À FAIRE: Reproduisez à l'identique tout ce qui va de « M. Édouard Philippe, Premier » jusqu'à « pour l’année 2017. » dans la page ci-dessous.

PAGE:
**********

Le récent rapport de la Cour des comptes ne m’a pas mis en colère. Plus exactement, il ne m’a pas donné envie de rechercher des coupables, et je ne suis pas sûr qu’il nous faille rechercher des coupables. En tout cas, tel n’est pas le terrain sur lequel je me place.

Je vais même plus loin : à mon sens, nous ferions bien de commencer par assumer le fait que nous avons, en la matière, des responsabilités partagées.

M. Édouard Philippe, Premier ministre. On peut dire que certains sont plus responsables que d’autres : peut-être. Cela étant, depuis 1974 – j’indique que je suis né en 1970 –, aucun gouvernement n’a voté un budget à l’équilibre. La France a connu des gouvernements de droite : ils ont fait du mieux qu’ils pouvaient. La France a connu des gouvernements de gauche : ils ont probablement fait du mieux qu’ils pouvaient.

Il n’empêche que nous nous retrouvons dans la situation dans laquelle nous sommes, avec une dette publique qui s’est établie à 2 147 milliards d’euros à la fin de l’année 2016 et qui atteint probablement 2 200 milliards d’euros aujourd'hui, et des dépenses non financées à hauteur de 8 milliards d’euros pour l’année 2017.

J’observe, pour être parfaitement précis, que la Cour des comptes dit non pas que le déficit de l’année 2017 sera de 3,2 % du PIB, mais qu’il s’établira à ce niveau si nous prenons des mesures énergiques, ce qui signifie qu’il est en réalité au-dessus de 3,2 %.

On constate effectivement des dérapages, y compris au regard des prévisions les plus pessimistes qui avaient été formulées, notamment dans cette assemblée. J’insiste sur ce point, car la formulation choisie par la Cour des comptes n’est pas neutre : elle souligne la gravité de la situation.

Il y a, je le répète, 8 milliards d’euros de dépenses non financées.

À tout cela, j’ajoute le rapport du Conseil d’orientation des retraites. Je ne le mets pas en cause, mais je constate : alors que l’année dernière le COR fondait ses analyses sur des hypothèses qui lui permettaient de prévoir un retour à l’équilibre du système des retraites en 2025, ce même COR change ses hypothèses et estime depuis peu qu’en vérité le retour à l’équilibre doit plutôt être regardé comme pouvant être atteint en 2040…

Il y a une différence. On peut sans doute l’analyser et discuter du changement des hypothèses qui conduit à ce décalage de quinze ans. Enfin, cette différence, je la constate, et je me sens tenu d’apporter des réponses.

**********

DONNÉES EXTRAITES:

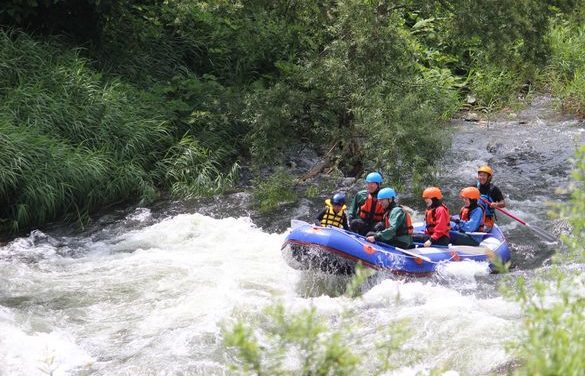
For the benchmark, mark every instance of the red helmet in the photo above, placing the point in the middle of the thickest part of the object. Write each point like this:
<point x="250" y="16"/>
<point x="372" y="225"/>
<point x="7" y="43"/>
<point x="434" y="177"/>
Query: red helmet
<point x="471" y="193"/>
<point x="432" y="192"/>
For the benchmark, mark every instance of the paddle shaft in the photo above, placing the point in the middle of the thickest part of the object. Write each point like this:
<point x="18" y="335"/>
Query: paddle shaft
<point x="537" y="230"/>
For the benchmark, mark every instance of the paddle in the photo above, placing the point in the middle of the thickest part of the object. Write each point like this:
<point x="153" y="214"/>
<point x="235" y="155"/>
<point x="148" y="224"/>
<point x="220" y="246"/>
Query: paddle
<point x="413" y="254"/>
<point x="537" y="230"/>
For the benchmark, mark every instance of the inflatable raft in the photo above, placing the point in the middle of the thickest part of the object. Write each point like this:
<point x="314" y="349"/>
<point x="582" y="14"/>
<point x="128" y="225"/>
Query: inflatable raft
<point x="337" y="251"/>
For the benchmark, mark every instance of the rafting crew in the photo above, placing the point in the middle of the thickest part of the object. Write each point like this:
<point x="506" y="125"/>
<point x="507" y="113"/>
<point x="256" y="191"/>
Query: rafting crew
<point x="491" y="198"/>
<point x="334" y="212"/>
<point x="375" y="213"/>
<point x="365" y="210"/>
<point x="396" y="228"/>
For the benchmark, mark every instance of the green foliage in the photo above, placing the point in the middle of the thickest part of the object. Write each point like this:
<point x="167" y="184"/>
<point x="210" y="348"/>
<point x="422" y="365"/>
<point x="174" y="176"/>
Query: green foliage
<point x="274" y="191"/>
<point x="174" y="95"/>
<point x="554" y="306"/>
<point x="195" y="171"/>
<point x="566" y="72"/>
<point x="494" y="86"/>
<point x="71" y="143"/>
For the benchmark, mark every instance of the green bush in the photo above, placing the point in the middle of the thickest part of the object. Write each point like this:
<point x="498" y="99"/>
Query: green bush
<point x="274" y="191"/>
<point x="566" y="71"/>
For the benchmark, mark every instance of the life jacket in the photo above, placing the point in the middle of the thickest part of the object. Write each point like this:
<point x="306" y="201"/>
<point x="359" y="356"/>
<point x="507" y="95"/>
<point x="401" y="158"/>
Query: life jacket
<point x="406" y="228"/>
<point x="489" y="213"/>
<point x="465" y="213"/>
<point x="332" y="218"/>
<point x="371" y="210"/>
<point x="430" y="220"/>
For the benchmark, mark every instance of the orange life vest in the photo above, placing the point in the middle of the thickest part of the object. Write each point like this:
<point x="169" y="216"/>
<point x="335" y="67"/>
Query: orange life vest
<point x="331" y="217"/>
<point x="430" y="219"/>
<point x="464" y="215"/>
<point x="406" y="228"/>
<point x="371" y="210"/>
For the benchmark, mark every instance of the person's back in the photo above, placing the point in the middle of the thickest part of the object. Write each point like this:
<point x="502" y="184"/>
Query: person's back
<point x="436" y="219"/>
<point x="491" y="198"/>
<point x="365" y="210"/>
<point x="471" y="218"/>
<point x="397" y="229"/>
<point x="334" y="212"/>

**********

RÉPONSE:
M. Édouard Philippe, Premier ministre. On peut dire que certains sont plus responsables que d’autres : peut-être. Cela étant, depuis 1974 – j’indique que je suis né en 1970 –, aucun gouvernement n’a voté un budget à l’équilibre. La France a connu des gouvernements de droite : ils ont fait du mieux qu’ils pouvaient. La France a connu des gouvernements de gauche : ils ont probablement fait du mieux qu’ils pouvaient.

Il n’empêche que nous nous retrouvons dans la situation dans laquelle nous sommes, avec une dette publique qui s’est établie à 2 147 milliards d’euros à la fin de l’année 2016 et qui atteint probablement 2 200 milliards d’euros aujourd'hui, et des dépenses non financées à hauteur de 8 milliards d’euros pour l’année 2017.